* WHAT TO WORK ON:
Give the entries again, word for word.

* WORKING DATA:

___

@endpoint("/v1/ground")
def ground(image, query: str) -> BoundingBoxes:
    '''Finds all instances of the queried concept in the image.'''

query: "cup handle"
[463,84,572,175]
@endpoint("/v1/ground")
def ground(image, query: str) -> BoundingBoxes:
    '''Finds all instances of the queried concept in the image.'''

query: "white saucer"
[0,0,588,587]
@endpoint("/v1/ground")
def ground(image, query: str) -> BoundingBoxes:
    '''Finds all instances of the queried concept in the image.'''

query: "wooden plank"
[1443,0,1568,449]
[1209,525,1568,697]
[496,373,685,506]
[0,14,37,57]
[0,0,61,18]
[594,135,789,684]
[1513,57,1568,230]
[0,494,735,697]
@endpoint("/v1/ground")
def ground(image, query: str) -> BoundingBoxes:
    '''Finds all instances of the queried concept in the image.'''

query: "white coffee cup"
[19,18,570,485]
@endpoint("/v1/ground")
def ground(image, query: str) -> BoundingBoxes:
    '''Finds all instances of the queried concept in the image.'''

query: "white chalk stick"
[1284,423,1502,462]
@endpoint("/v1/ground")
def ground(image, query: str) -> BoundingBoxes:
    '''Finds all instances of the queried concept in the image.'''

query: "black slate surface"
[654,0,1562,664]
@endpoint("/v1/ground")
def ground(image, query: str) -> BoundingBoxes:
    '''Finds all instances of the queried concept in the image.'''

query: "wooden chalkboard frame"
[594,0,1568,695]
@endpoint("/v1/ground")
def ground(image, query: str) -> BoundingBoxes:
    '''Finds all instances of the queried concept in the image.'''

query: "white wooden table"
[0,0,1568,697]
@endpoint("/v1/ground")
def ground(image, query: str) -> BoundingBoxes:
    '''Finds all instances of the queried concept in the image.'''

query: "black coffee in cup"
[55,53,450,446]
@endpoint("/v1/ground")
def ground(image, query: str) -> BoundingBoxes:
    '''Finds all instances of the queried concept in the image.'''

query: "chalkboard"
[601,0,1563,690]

___

* CORRECT OUTPUT:
@endpoint("/v1/ground")
def ground(image, query: str) -> BoundingBoxes:
    '''Finds all instances of the queried concept in the image.'''

query: "cup handle"
[463,84,572,175]
@endpoint("/v1/ground")
def ground(image, query: str) -> BoundingBoxes:
    '''Finds all instances of the queried concept in the image.'''

query: "white saucer"
[0,0,588,587]
@endpoint("/v1/ground")
def ground(image, query: str) -> BoundingBoxes:
    '''Finds all instances of the queried concept in the image.'''

query: "wooden plank"
[1443,0,1568,449]
[1209,525,1568,697]
[496,373,685,506]
[0,14,37,57]
[0,0,61,18]
[594,135,789,684]
[1513,57,1568,230]
[0,494,735,697]
@endpoint("/v1/ground")
def ground(image, query: str) -> BoundingBoxes:
    '''Finds all instances of the queried concept in the image.'''

query: "white coffee cup"
[19,18,570,485]
@endpoint("/v1/ground")
def ground(image, query: str) -> BoundingBoxes:
    '''Finds all instances of the queried concept in the image.'''

query: "white chalk stick"
[1284,423,1502,462]
@endpoint("/v1/ground")
def ground(image, query: str) -> BoundingBoxes:
    '''Finds all instances of the queried concept in the image.'''

query: "black slate surface"
[654,0,1562,664]
@endpoint("/v1/ground")
def ground(image, query: str) -> BoundingBoxes:
    '''Finds all instances of the queried concept in the image.'''

query: "wooden chalkboard frame"
[594,0,1568,695]
@endpoint("/v1/ground")
def ground(image, query: str) -> BoundingBoxes:
    '''Finds all instances of the queried concept in the image.'''

query: "white wooden table"
[0,0,1568,697]
@endpoint("/v1/ground")
def ground(image, query: str) -> BoundingBoxes:
    '''Finds all instances of the queried concept in the image.'''

query: "black coffee in cup"
[55,53,450,446]
@endpoint("/v1/ground")
def ground(image, query: str) -> BoundingBoxes:
    '''Finds all instances of the queried concept in the image.'''

query: "chalkboard"
[601,0,1563,690]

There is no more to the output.